- _WORK INSTRUCTIONS_:
Starting with the line that contains "Target: plant stalk", copy each line exactly through the end of the listing, and omit all pictures.

## Start GIVEN DATA

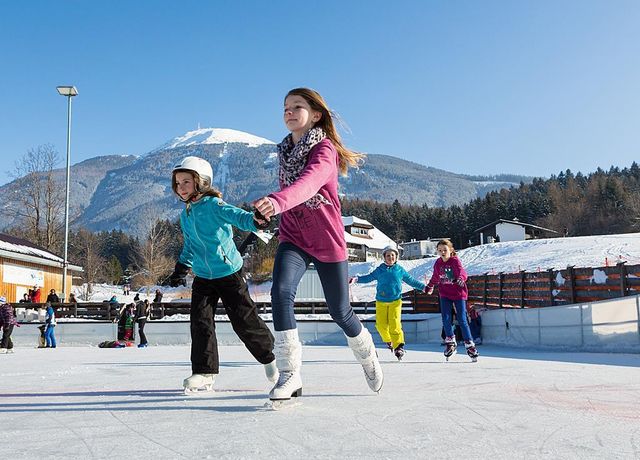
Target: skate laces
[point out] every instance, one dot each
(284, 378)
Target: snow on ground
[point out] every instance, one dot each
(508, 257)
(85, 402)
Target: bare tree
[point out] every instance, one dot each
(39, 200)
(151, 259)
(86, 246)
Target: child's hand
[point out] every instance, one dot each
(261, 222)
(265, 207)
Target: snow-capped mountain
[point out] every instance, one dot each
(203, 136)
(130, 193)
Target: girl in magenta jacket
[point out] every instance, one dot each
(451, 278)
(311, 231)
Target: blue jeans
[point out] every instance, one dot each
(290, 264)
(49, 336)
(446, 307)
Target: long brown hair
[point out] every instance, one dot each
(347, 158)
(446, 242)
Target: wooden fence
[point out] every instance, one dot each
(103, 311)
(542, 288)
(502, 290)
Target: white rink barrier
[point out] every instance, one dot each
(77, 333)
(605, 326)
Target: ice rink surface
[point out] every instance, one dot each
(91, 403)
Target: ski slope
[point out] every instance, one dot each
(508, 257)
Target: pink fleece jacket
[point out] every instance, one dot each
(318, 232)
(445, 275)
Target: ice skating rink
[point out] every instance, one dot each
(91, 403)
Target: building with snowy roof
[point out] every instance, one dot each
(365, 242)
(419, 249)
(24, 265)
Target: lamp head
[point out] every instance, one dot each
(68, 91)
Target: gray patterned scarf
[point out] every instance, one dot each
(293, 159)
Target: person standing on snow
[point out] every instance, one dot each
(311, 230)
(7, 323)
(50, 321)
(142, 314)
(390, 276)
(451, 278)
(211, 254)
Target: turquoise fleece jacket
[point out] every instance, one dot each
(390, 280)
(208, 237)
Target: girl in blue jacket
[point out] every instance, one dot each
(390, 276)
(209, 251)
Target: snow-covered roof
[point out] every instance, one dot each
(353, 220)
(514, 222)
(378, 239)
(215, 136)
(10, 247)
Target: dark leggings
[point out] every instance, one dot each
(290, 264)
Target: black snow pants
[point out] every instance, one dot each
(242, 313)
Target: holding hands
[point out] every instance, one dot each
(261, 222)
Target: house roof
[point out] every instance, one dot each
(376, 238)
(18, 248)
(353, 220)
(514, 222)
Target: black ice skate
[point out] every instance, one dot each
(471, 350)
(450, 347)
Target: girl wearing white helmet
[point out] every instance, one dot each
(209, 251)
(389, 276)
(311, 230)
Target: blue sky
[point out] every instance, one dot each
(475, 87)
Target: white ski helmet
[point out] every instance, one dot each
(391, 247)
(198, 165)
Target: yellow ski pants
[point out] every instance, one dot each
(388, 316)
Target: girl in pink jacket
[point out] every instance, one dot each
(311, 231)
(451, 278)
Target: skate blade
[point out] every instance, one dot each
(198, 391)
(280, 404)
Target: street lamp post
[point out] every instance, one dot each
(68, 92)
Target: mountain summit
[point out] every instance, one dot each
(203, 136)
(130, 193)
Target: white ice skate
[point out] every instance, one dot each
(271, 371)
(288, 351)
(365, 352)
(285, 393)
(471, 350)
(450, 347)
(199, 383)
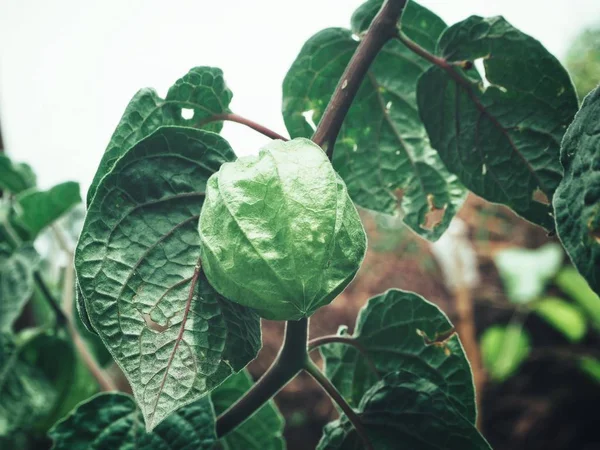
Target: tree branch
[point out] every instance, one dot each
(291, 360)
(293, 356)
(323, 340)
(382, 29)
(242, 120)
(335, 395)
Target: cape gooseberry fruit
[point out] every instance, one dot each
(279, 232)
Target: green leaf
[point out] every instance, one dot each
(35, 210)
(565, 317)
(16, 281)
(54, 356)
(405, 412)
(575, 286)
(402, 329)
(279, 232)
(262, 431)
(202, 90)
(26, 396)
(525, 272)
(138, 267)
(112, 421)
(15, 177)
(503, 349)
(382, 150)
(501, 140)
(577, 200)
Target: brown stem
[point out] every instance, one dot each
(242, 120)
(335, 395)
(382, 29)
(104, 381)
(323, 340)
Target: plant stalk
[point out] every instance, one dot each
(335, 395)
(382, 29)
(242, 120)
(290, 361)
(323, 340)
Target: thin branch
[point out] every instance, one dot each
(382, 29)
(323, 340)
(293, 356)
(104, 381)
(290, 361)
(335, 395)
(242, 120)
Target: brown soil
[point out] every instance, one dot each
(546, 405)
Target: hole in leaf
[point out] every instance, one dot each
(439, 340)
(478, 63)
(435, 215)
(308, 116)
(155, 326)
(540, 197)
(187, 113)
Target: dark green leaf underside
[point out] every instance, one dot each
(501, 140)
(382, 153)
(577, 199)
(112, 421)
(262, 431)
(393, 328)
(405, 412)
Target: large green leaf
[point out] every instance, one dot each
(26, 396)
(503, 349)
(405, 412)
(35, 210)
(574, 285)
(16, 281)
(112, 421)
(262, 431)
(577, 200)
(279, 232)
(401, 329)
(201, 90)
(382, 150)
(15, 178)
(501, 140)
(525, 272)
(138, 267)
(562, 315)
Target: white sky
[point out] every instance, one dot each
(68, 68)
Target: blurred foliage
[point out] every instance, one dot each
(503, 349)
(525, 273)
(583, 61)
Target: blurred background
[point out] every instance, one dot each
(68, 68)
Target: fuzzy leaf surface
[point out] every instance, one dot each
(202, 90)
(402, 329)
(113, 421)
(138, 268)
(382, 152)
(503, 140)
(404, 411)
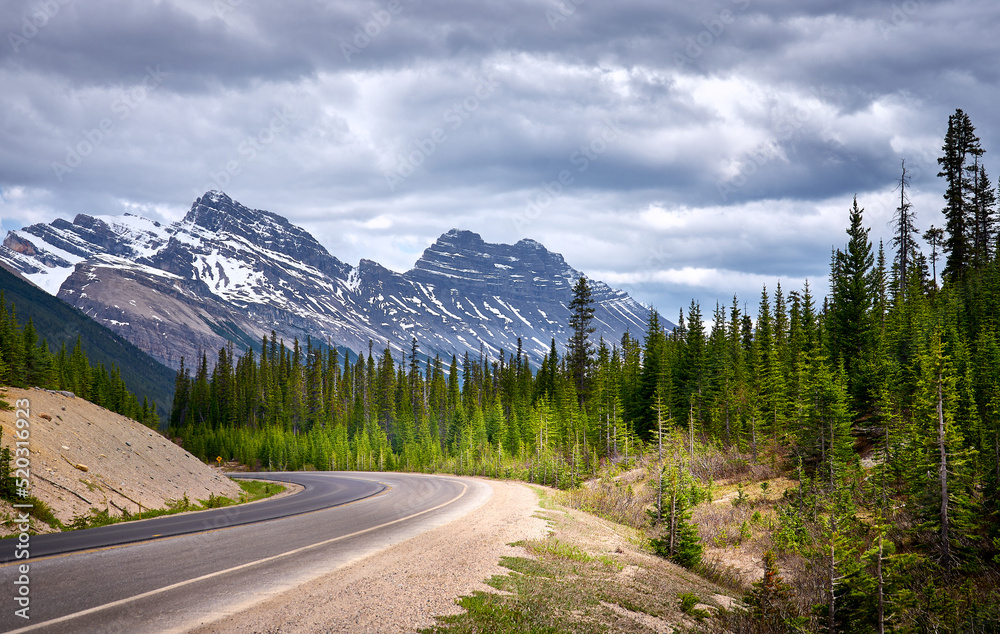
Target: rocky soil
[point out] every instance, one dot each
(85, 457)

## End GIVEN DATA

- _PROBLEM SOLUTION_:
Target: plant stalk
[point out] every instance, one dot each
(335, 395)
(382, 29)
(242, 120)
(290, 361)
(323, 340)
Target: thin branch
[point out] every instance, one dot each
(382, 29)
(323, 340)
(293, 356)
(104, 381)
(290, 361)
(335, 395)
(242, 120)
Target: brown soil
[point out] every instance, one dot each
(546, 405)
Target: hole in leaf
[point out] every instance, one dot each
(439, 340)
(478, 63)
(435, 215)
(308, 116)
(155, 326)
(540, 197)
(187, 113)
Target: dark green leaf underside
[point out] every instance, one dot each
(501, 140)
(382, 153)
(577, 199)
(112, 421)
(262, 431)
(393, 328)
(405, 412)
Target: large green leaf
[point out] every instance, one dot each
(26, 396)
(503, 349)
(405, 412)
(35, 210)
(574, 285)
(16, 281)
(112, 421)
(262, 431)
(577, 200)
(279, 232)
(401, 329)
(201, 90)
(382, 150)
(15, 178)
(501, 140)
(525, 272)
(138, 267)
(562, 315)
Target: white sky
[point out] every instance, one dot each
(68, 68)
Target: blurred foliage
[point out] every instance, one dot each
(503, 349)
(525, 273)
(583, 61)
Target: blurred background
[point out] every instance, one dot each
(68, 68)
Target: fuzzy leaf surface
[point out] every instance, one dot each
(202, 90)
(402, 329)
(113, 421)
(138, 268)
(382, 152)
(503, 140)
(404, 411)
Target: rocky soil
[point out] every instance, one dot each
(85, 457)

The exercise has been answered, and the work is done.